◆ **PASSAGE PROVIDED**:

Port Adelaide’s exit from the SANFL to have its reserves in the VFL or a national second-tier competition – a concept Abernethy would enjoy overseeing – is set to unfold in 2025.

Abernethy does appear to have an “unfinished business” agenda at Port Adelaide.

“I am proud of what we achieved on that board – and I am keen to serve again,” Abernethy said. “I am not one who cares to have my name on a grandstand. I don’t need that. But I do care for this football club and I want to serve again now that we are financially sound, have a great venue at Adelaide Oval and have finally shaken off the shackles of the SANFL.”

Former club president Brett Duncanson defends the work and capability of every member of his board that was virtually dismissed en masse by then AFL chief executive Andrew Demetriou to usher in the Koch era from September 2012.

“Every member of that board is successful in business or their chosen field,” Duncanson told InDaily.

“That was a very difficult period (2010-2012) for the Port Adelaide Football Club. We made tough decisions. We were brave in setting the future direction of the football club, and we took every knock on the chin. I am very proud of what we achieved to set up the club for today and beyond. And I am very proud of what those directors have done since leaving the club.

“The business model of the club was broken. We reunited the club that had been split as Magpies in the SANFL and Power in the AFL. We set up the path from Football Park to Adelaide Oval. We secured our licence from the SANFL to rest with the AFL – all difficult, very difficult paths to negotiate.

“We were hamstrung while our AFL sub-licence was with the SANFL. We were playing in a stadium (Football Park) where it was difficult to secure a financial return. We had our players spread across the SANFL rather than in our own team.

“All three issues were resolved on our watch with Bruce Abernethy on our board.”

Former players rarely fail to win member support when seeking election to the board.

Since joining the AFL in 1997, two AFL premiership players – Darryl Wakelin and Gavin Wanganeen – have notably served as board members at Port Adelaide. Wanganeen was the first Indigenous player elected to an AFL board but did not see out his term because of growing commitments to his private ventures.

Wakelin recently made this revealing admission of his time as a director after being a player at Port Adelaide and St Kilda from 1993-2007.

Dataset entries:
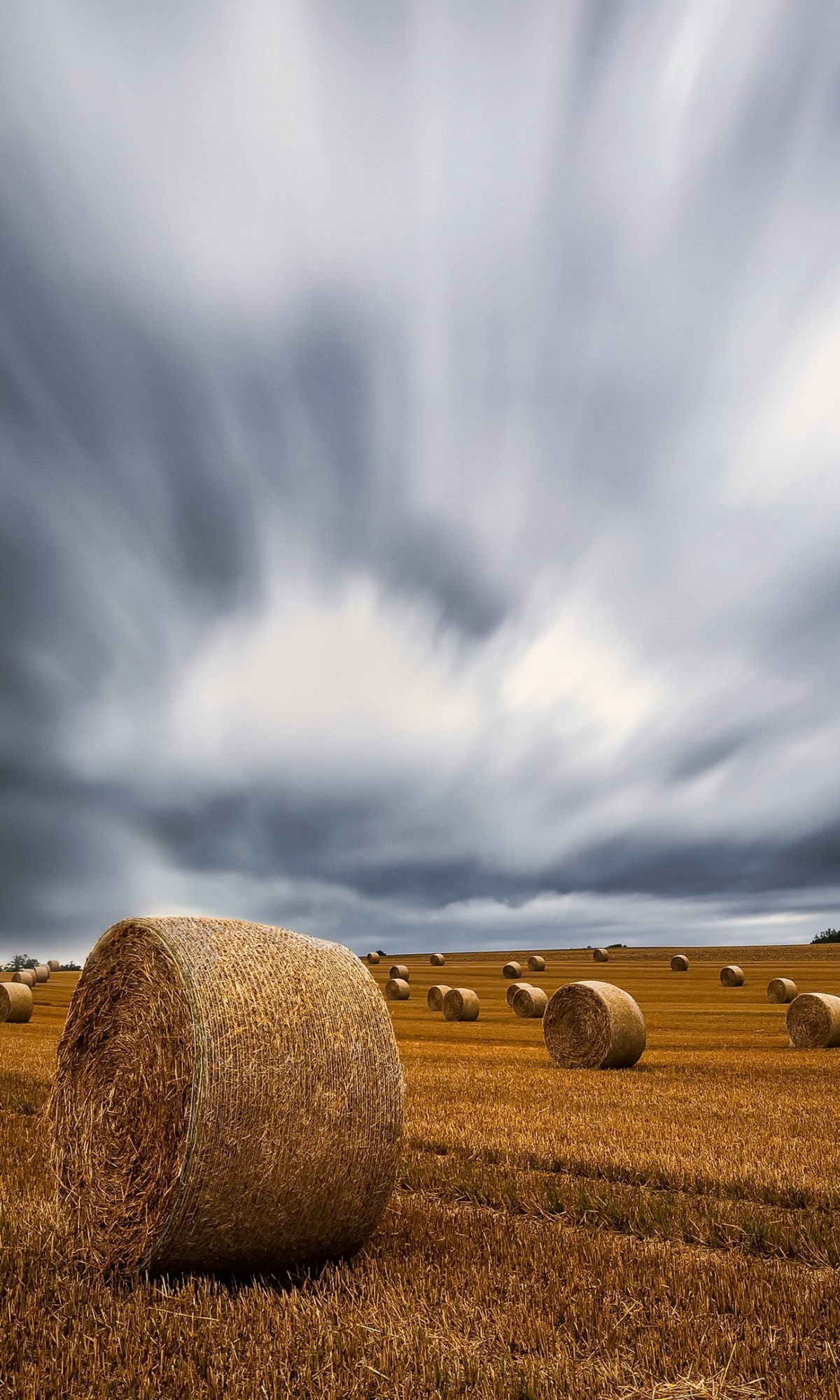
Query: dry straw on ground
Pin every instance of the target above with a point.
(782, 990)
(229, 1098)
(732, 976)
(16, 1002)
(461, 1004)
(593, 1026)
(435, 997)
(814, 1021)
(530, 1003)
* * *
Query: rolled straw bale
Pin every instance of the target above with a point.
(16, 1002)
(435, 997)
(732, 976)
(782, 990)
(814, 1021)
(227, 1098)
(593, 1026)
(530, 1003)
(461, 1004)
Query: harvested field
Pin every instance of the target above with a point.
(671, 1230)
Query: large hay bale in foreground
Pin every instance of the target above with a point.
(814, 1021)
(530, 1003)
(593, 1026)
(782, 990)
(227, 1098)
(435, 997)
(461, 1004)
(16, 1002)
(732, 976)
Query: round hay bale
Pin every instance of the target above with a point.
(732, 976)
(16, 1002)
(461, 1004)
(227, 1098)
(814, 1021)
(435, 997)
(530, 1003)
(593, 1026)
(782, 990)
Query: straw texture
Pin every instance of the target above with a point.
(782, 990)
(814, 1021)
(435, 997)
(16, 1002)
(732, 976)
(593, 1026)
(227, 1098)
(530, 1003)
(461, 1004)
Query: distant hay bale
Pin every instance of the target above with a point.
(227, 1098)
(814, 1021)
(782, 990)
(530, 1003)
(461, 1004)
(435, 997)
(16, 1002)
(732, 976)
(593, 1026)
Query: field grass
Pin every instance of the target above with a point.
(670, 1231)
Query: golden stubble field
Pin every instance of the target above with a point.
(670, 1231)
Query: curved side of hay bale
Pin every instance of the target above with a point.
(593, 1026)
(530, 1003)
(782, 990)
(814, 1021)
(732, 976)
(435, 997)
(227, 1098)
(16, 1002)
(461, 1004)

◆ **WHAT YOU WILL DO**:
Please edit the Port Adelaide passage by giving everything from "Abernethy does appear" down to "Duncanson told InDaily." again, with "board" changed to "committee".

◆ **SOLUTION TO THIS EXERCISE**:
Abernethy does appear to have an “unfinished business” agenda at Port Adelaide.

“I am proud of what we achieved on that committee – and I am keen to serve again,” Abernethy said. “I am not one who cares to have my name on a grandstand. I don’t need that. But I do care for this football club and I want to serve again now that we are financially sound, have a great venue at Adelaide Oval and have finally shaken off the shackles of the SANFL.”

Former club president Brett Duncanson defends the work and capability of every member of his committee that was virtually dismissed en masse by then AFL chief executive Andrew Demetriou to usher in the Koch era from September 2012.

“Every member of that committee is successful in business or their chosen field,” Duncanson told InDaily.